■ **WORK TO DO**: Summarize the podcast excerpt in two sentences.

■ **SELECTED TEXT**:
# # # # #
As Malcolm noted, “With a SPARQL update pipeline, you have a perfect audit trail showing exactly who made a change and when. We attach provenance to everything, which creates a safe system where you can discover exactly what your AI agents have done.”

By making data the center of the architecture, he simplifies access control—treating data like classified files—and enables agents to act as trusted, audit-ready coworkers.

Malcolm, in fact, is presenting on this access control innovation at Semantic Arts’ Data-Centric Architecture Forum (DCAF) this week. I’m happy to share this preview of his thinking with the following embedded YouTube recording and edited transcript.

YouTube Video

Edited Transcript

[00:06:50]

Alan: This is another issue of the GraphRAG Curator podcast, and I’m really pleased to have Malcolm Sparks with us. So, Malcolm, could you tell us a bit about your current affiliations?

Malcolm: Well, I’m a software developer, and I’ve been sitting at the intersection of two different communities for a while now. The first is the Clojure community, which I’ve been heavily involved with for about 15 years [Clojure is a functional, general-purpose programming language and a dialect of LISP that runs on the Java Virtual Machine, emphasizing immutability and concurrency]. But I’m also quite active in the W3C camp.

[00:08:17]

Malcolm: I guess you could call me a spectator in the W3C community, though I’m still an avid implementer of web protocols. Back in 2010, I built a knowledge graph application for a bank, and I really enjoyed the experience. I felt RDF [RDF (Resource Description Framework): A standard model for representing data on the web, designed to facilitate data exchange and integration.] had a great resonance with many ideas in the Clojure community, which is why I believe Clojure is such a strong language for implementing web technology.

[00:09:34]

Alan: A lot of us in the semantics community have really latched onto functional programming, haven’t we? I’d love to establish how you got your start and what’s informed you the most along the way.
# # # # #
■ **DATA SUPPLIED**:

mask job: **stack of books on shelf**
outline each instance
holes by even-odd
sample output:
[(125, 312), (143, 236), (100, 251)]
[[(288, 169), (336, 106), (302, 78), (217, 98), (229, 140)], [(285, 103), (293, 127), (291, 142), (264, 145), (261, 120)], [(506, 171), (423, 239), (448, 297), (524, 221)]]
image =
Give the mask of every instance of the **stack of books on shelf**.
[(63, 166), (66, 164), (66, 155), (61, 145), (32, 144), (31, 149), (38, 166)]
# # # # #
■ **TASK SOLUTION**: Malcolm Sparks says a SPARQL update pipeline with provenance attached to everything gives an audit trail of who made each change and when, and that making data the center of the architecture simplifies access control and lets AI agents act as trusted, audit-ready coworkers. In the podcast, he describes himself as a software developer involved with the Clojure community for about 15 years and active in the W3C community, and says that after building a knowledge graph application for a bank in 2010 he felt RDF resonated with many Clojure ideas.